En su momento festejé la obra, y quedé en espera de los trabajos subsiguientes del autor. Al conocerlos ratifiqué, como otros críticos, que Daniel había descubierto una mina literaria de la que difícilmente se desprendería, tal y como ocurrió.
Los cuentos y novelas del bajacaliforniano (su poesía es otra cosa) se convirtieron en himnos al lenguaje, porque se volvió el protagonista principal: sí, las anécdotas son escasas, como si no importaran.
Si los primeros libros de este autor fueron breves, de repente nos asestó volúmenes realmente gruesos, de más de cuatrocientas páginas. Observé lo mismo: Daniel Sada estaba engolosinado con su peculiar forma de contar, con su ritmo “cantadito”. Y lo dije en estas páginas: si había podido soportar esos extraños ríos de palabras que no contaban casi nada se debía a la brevedad de los textos, pero los libros gruesos me parecieron demasiado. El comentario no gustó al escritor ni a varios de sus lectores. Pero ni modo, uno debe decir lo que piensa.

Tarea breve a
Transcribe completo el pasaje citado, sin alterar una sola palabra ni signo.

Listado proporcionado
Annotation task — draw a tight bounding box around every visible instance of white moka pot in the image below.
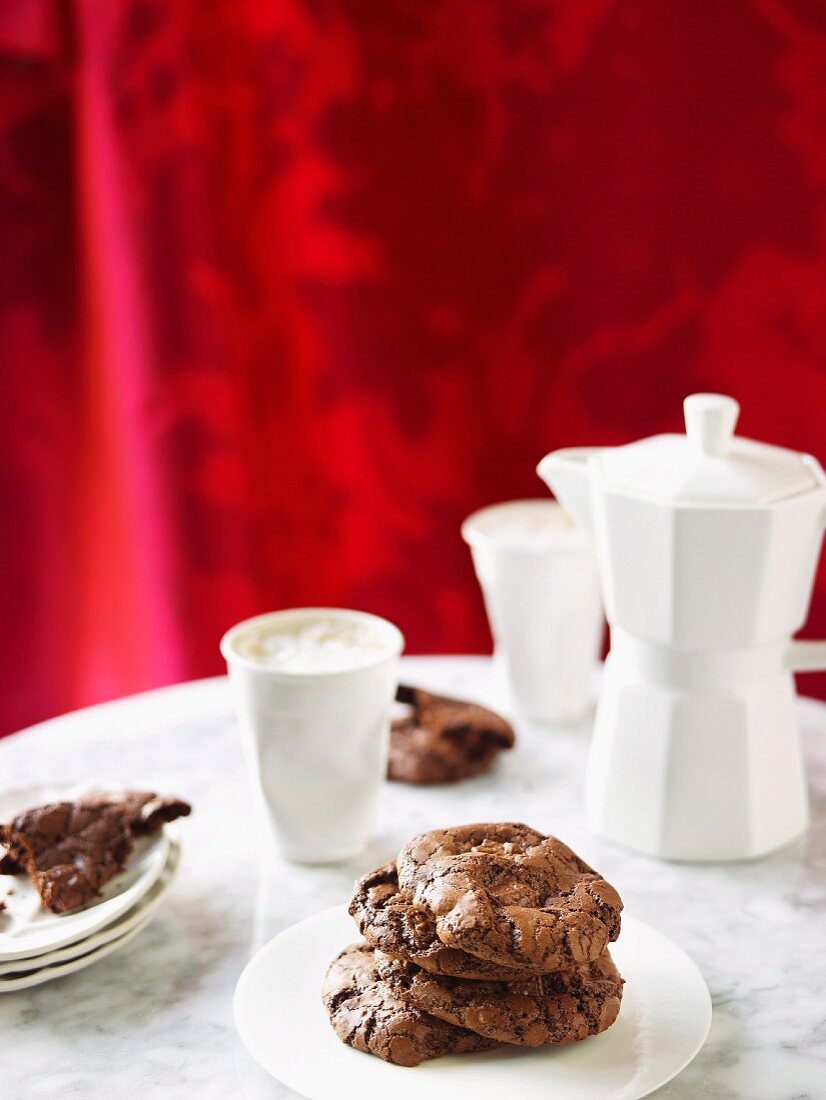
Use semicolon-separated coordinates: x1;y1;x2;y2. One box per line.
539;394;826;860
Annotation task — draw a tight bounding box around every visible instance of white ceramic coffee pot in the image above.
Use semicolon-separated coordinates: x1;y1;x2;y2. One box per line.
539;394;826;860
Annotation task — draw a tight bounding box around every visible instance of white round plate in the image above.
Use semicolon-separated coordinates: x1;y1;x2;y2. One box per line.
0;783;169;963
0;842;180;976
0;914;152;994
234;906;712;1100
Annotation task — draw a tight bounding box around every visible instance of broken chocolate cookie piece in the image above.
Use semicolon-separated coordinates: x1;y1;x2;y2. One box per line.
375;952;623;1046
396;822;623;972
350;864;532;981
0;791;190;913
387;684;516;783
321;944;498;1066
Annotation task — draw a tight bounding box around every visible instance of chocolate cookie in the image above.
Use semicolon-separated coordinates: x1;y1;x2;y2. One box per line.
376;952;623;1046
321;944;498;1066
0;791;190;913
350;864;526;981
397;824;623;972
387;684;515;783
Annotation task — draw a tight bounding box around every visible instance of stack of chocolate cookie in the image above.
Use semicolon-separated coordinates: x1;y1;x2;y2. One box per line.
323;824;623;1066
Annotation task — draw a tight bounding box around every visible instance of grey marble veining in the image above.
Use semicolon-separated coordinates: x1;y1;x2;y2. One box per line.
0;658;826;1100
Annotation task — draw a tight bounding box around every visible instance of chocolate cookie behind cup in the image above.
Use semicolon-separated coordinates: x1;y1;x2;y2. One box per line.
376;952;623;1046
387;684;515;783
350;864;532;981
321;944;498;1066
397;823;623;972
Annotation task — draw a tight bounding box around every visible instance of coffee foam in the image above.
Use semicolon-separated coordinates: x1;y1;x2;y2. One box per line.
476;501;574;549
227;614;394;673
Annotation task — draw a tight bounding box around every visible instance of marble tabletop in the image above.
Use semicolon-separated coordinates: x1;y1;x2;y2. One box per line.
0;658;826;1100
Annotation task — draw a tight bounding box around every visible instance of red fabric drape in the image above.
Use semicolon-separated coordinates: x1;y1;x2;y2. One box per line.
0;0;826;732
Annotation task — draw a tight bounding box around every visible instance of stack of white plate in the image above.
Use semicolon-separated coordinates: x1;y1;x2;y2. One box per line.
0;784;180;993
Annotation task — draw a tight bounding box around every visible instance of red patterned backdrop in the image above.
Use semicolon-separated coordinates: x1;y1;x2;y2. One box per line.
0;0;826;732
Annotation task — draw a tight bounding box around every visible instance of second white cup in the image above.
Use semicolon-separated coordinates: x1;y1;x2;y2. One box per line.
221;607;404;862
462;499;603;724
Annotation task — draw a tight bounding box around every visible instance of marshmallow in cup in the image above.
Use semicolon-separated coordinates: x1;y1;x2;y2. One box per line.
462;499;603;724
221;607;404;864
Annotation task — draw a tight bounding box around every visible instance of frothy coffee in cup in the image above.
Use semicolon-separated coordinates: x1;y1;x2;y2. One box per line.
464;501;582;550
221;607;405;864
226;612;398;674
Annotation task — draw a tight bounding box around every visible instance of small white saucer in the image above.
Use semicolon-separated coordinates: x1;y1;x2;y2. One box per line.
234;906;712;1100
0;840;180;993
0;783;169;964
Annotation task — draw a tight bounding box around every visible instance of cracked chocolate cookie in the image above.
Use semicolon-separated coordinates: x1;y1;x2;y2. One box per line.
387;684;515;783
397;823;623;972
350;864;526;981
0;791;190;913
322;944;498;1066
376;952;623;1046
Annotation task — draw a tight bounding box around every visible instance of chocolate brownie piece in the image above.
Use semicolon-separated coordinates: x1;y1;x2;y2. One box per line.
350;864;531;981
84;791;192;836
376;952;623;1046
0;802;132;913
0;791;190;913
321;944;498;1066
397;823;623;972
387;684;515;783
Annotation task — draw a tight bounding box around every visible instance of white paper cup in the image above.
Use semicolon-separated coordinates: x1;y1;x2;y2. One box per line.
221;607;404;862
462;499;603;724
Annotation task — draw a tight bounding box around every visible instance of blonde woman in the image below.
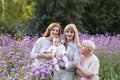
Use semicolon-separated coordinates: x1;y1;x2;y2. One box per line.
73;40;99;80
31;23;61;80
54;24;80;80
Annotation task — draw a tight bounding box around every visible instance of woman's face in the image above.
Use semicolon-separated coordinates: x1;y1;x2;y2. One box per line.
65;30;75;42
50;26;59;38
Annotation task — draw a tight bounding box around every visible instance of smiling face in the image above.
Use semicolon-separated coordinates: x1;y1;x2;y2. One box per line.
64;24;79;44
43;23;61;38
53;38;60;47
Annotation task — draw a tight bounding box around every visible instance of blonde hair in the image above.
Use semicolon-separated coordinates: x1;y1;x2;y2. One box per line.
43;23;61;37
82;40;96;52
64;24;80;44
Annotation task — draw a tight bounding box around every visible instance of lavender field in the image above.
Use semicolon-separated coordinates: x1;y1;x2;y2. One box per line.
0;33;120;80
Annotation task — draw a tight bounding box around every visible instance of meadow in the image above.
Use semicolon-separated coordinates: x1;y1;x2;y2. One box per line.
0;33;120;80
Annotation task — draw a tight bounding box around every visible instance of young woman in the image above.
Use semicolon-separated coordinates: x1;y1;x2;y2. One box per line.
54;24;80;80
73;40;99;80
31;23;61;80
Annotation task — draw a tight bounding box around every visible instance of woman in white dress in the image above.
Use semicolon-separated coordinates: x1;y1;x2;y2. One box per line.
54;24;80;80
73;40;100;80
31;23;61;79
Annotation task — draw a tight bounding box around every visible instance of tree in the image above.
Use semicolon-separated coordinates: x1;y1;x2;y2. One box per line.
82;0;120;34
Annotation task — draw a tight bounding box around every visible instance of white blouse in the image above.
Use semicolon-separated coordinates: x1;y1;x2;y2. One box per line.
31;37;52;67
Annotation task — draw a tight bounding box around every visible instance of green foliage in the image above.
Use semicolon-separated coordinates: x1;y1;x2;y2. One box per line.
96;49;120;80
34;0;82;32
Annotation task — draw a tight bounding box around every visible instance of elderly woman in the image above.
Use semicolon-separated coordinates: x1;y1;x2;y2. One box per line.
73;40;99;80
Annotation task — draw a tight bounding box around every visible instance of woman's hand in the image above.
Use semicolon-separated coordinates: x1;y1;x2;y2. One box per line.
55;52;64;58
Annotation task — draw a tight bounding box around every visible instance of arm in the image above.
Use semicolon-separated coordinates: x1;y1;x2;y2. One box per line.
31;38;52;59
73;61;99;78
76;64;94;78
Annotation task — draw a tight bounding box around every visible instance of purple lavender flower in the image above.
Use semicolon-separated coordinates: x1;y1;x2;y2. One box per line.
34;71;40;76
8;77;14;80
80;78;86;80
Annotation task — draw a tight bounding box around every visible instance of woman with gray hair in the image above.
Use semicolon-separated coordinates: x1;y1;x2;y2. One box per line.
73;40;99;80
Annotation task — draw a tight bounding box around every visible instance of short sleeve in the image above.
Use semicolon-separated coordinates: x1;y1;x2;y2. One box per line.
88;60;99;74
30;38;42;58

Tarea breve b
Extrae del listado, sin modificarlas, solo las líneas que van desde la que contiene "woman's face in the image above." hasta la que contiene "64;24;80;44", ambas incluidas.

Respuesta resuelta a
En su momento festejé la obra, y quedé en espera de los trabajos subsiguientes del autor. Al conocerlos ratifiqué, como otros críticos, que Daniel había descubierto una mina literaria de la que difícilmente se desprendería, tal y como ocurrió.
Los cuentos y novelas del bajacaliforniano (su poesía es otra cosa) se convirtieron en himnos al lenguaje, porque se volvió el protagonista principal: sí, las anécdotas son escasas, como si no importaran.
Si los primeros libros de este autor fueron breves, de repente nos asestó volúmenes realmente gruesos, de más de cuatrocientas páginas. Observé lo mismo: Daniel Sada estaba engolosinado con su peculiar forma de contar, con su ritmo “cantadito”. Y lo dije en estas páginas: si había podido soportar esos extraños ríos de palabras que no contaban casi nada se debía a la brevedad de los textos, pero los libros gruesos me parecieron demasiado. El comentario no gustó al escritor ni a varios de sus lectores. Pero ni modo, uno debe decir lo que piensa.

Respuesta resuelta b
Annotation task — draw a tight bounding box around every visible instance of woman's face in the image above.
Use semicolon-separated coordinates: x1;y1;x2;y2. One box per line.
65;30;75;42
50;26;59;38
Annotation task — draw a tight bounding box around every visible instance of smiling face in the image above.
Use semicolon-separated coordinates: x1;y1;x2;y2. One box per line.
64;24;79;44
43;23;61;38
53;38;60;47
Annotation task — draw a tight bounding box around every visible instance of blonde hair in the image above.
Use semicolon-separated coordinates: x1;y1;x2;y2. One box per line.
43;23;61;37
82;40;96;52
64;24;80;44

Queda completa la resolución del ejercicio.